■ Aim of the exercise
Render the listing below as a JSON list of strings, one string per line and blank lines omitted, beginning with the line that contains "The service SHOULD place a point on the dusk" and running through the end of the listing.

------

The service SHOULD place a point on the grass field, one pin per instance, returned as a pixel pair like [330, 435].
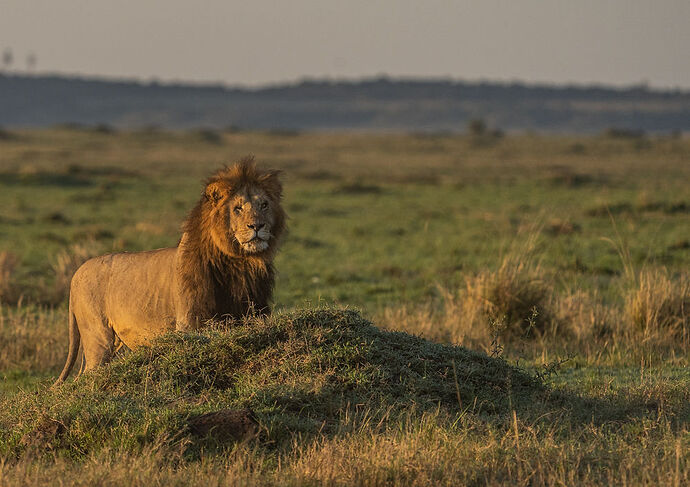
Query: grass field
[562, 262]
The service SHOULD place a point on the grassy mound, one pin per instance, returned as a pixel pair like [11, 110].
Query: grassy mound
[299, 373]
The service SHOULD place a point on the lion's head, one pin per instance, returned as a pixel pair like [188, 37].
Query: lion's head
[241, 210]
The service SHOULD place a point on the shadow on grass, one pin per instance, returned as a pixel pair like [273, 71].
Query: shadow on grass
[301, 374]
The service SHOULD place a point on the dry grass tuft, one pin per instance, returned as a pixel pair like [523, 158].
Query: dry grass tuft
[65, 265]
[658, 306]
[516, 295]
[586, 316]
[514, 301]
[8, 289]
[32, 339]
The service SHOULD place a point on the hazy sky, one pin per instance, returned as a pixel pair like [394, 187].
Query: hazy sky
[253, 42]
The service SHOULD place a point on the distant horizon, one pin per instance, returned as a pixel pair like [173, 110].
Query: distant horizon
[153, 80]
[617, 43]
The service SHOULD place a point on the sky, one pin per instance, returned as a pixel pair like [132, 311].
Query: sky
[259, 42]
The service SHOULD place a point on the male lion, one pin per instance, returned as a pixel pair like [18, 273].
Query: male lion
[223, 265]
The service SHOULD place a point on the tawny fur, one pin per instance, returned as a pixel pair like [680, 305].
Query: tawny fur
[222, 266]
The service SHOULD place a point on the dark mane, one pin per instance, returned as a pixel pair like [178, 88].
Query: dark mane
[230, 282]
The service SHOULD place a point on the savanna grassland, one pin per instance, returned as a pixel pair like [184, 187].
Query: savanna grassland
[542, 285]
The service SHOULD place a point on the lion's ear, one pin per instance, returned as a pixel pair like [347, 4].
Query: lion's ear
[214, 192]
[271, 183]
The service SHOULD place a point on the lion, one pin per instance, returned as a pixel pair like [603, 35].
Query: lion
[222, 266]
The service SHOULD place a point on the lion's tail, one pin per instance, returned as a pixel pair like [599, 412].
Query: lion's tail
[74, 341]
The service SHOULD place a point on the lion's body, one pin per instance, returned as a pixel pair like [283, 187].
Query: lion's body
[222, 266]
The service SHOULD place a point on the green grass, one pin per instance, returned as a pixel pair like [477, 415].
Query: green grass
[402, 227]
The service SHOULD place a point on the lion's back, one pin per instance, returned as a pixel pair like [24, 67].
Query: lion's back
[134, 293]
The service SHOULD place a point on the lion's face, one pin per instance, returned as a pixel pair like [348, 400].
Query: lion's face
[244, 220]
[251, 219]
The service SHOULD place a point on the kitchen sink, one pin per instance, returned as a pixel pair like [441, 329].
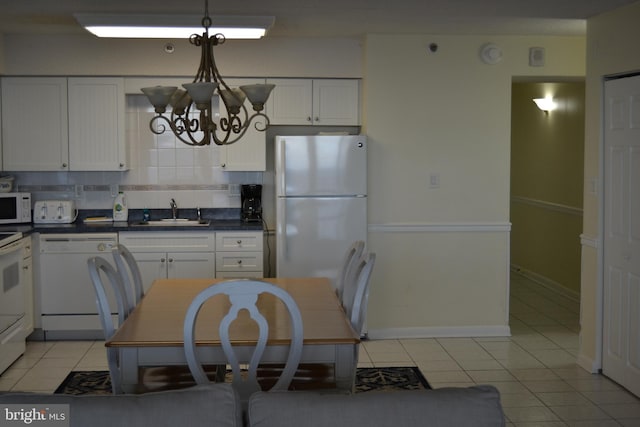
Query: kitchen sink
[175, 222]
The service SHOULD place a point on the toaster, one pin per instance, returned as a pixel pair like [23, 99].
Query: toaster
[54, 212]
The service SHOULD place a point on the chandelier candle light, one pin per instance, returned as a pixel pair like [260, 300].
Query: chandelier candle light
[202, 130]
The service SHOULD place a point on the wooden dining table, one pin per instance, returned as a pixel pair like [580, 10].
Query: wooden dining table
[152, 335]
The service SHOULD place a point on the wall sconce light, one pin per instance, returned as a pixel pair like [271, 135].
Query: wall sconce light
[546, 104]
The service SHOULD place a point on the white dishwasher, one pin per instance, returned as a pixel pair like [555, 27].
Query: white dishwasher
[67, 299]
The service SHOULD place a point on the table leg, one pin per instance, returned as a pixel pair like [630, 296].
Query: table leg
[345, 367]
[129, 368]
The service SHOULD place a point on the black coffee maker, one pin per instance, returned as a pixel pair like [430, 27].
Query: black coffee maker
[251, 198]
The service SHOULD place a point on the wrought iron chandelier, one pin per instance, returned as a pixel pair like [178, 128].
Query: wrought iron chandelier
[198, 129]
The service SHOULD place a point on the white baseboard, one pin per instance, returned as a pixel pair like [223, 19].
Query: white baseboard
[440, 332]
[546, 282]
[588, 364]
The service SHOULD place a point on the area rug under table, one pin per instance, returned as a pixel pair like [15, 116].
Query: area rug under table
[367, 379]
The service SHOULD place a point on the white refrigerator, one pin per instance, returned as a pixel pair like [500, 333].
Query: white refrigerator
[321, 202]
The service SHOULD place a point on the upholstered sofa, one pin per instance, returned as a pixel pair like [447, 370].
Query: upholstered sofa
[217, 405]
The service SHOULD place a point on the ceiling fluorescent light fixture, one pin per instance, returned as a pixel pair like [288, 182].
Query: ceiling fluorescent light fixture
[172, 26]
[194, 118]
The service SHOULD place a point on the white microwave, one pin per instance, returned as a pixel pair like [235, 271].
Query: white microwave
[15, 208]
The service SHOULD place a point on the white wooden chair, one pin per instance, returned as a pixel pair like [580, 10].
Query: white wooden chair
[130, 274]
[98, 267]
[345, 275]
[243, 294]
[108, 283]
[357, 312]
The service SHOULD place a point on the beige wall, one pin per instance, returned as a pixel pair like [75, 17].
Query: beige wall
[612, 46]
[88, 55]
[443, 253]
[546, 184]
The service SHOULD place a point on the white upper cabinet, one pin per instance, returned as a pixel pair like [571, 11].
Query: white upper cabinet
[34, 124]
[60, 124]
[96, 124]
[322, 102]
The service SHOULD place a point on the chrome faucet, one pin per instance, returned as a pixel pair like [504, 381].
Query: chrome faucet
[174, 209]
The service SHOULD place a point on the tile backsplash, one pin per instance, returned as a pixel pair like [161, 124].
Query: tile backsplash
[161, 168]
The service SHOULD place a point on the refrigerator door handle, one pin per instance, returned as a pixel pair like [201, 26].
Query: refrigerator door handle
[281, 179]
[283, 224]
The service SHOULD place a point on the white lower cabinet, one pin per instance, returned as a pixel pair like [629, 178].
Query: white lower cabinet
[239, 254]
[166, 254]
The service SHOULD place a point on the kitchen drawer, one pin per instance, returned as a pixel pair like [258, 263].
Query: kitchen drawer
[239, 261]
[239, 241]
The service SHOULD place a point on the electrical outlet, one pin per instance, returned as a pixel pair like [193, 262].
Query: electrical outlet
[79, 190]
[434, 180]
[234, 189]
[114, 189]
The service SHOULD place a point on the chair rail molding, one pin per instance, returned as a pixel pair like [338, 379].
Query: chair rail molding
[456, 227]
[543, 204]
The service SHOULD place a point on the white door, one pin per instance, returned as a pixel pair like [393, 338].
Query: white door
[621, 322]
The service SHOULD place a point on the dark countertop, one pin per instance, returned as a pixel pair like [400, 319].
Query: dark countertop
[220, 220]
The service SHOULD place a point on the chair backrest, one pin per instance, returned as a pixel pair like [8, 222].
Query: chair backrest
[243, 294]
[100, 269]
[345, 275]
[358, 310]
[130, 274]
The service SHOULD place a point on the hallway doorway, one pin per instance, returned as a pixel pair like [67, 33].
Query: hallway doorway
[547, 184]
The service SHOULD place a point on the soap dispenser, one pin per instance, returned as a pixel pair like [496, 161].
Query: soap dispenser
[120, 209]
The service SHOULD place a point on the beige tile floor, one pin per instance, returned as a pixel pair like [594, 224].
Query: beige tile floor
[534, 369]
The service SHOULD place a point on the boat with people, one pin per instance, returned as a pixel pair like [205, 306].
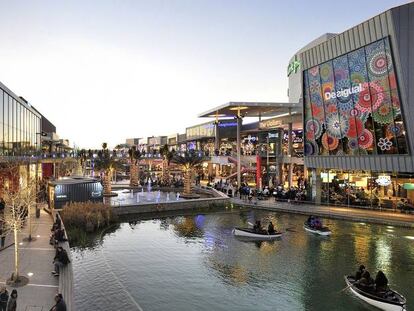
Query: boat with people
[321, 231]
[314, 225]
[252, 233]
[388, 300]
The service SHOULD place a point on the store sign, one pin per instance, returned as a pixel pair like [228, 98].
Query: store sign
[344, 92]
[227, 124]
[293, 66]
[95, 194]
[383, 180]
[271, 123]
[408, 186]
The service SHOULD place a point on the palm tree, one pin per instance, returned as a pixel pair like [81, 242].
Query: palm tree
[167, 156]
[188, 160]
[134, 156]
[105, 163]
[83, 156]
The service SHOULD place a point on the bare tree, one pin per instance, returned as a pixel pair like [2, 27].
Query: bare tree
[15, 211]
[13, 219]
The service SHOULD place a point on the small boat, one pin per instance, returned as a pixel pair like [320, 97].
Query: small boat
[250, 233]
[388, 301]
[321, 231]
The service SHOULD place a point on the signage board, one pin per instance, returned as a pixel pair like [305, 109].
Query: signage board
[408, 186]
[293, 66]
[271, 123]
[383, 180]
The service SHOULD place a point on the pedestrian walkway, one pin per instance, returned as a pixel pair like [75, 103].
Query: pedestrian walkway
[347, 213]
[35, 263]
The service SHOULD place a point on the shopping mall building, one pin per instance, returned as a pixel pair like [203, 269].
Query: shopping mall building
[26, 138]
[357, 92]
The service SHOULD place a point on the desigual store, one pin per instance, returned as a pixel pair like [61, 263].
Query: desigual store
[357, 92]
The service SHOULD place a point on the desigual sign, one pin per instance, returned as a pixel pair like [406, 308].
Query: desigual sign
[344, 92]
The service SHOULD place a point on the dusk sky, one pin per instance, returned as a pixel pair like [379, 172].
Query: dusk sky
[111, 70]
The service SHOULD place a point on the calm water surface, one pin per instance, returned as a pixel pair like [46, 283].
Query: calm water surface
[195, 263]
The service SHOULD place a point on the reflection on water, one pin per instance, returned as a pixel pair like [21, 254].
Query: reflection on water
[195, 263]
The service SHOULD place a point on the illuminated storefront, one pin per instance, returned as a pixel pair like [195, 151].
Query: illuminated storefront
[358, 114]
[19, 125]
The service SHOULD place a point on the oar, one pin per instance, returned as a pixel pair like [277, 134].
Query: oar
[290, 229]
[348, 286]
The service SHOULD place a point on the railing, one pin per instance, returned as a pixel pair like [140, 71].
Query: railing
[66, 272]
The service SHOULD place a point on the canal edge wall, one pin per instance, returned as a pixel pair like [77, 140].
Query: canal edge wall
[329, 214]
[218, 199]
[66, 272]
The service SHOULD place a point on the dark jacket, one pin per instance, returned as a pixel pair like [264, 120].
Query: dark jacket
[12, 305]
[4, 297]
[61, 305]
[62, 257]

------

■ Response to the task
[
  "The service SHOULD place a point on the dusk sky, one pin per instance, returned as a pixel pair like [379, 172].",
  "Query: dusk sky",
  "[111, 70]",
  "The service SHOULD place a point on the calm water surface, one pin per instance, returned as a pixel pair like [46, 283].",
  "Query: calm water surface",
  "[195, 263]",
  "The service SHOULD place a point on the reflection on water, one pin per instance, returned as a pixel pair like [21, 254].",
  "Query: reflection on water",
  "[195, 263]",
  "The service SHOULD place a point on the illuminated storefront, one pin per instance, returned as a pixel pair like [195, 151].",
  "Query: illuminated storefront",
  "[358, 114]",
  "[19, 125]",
  "The service SHOULD place a point on the oar, one pin per instance, returned as a pixel pair like [277, 134].",
  "Query: oar",
  "[290, 229]",
  "[348, 286]",
  "The service SHOULD place a point on the railing, one pin per instance, returned as a pixel pair like [140, 71].",
  "Query: railing",
  "[66, 272]",
  "The service SHOULD place a point on the canal edge wall, one pin per instance, returned as a pixel pair like [77, 140].",
  "Query: canal edge wall",
  "[329, 214]",
  "[218, 199]",
  "[66, 272]",
  "The service SHOULD place a point on the dark jacket, one pin per instance, returned as a pixel pair like [264, 120].",
  "Query: dark jacket",
  "[12, 305]",
  "[4, 297]",
  "[61, 305]",
  "[62, 257]"
]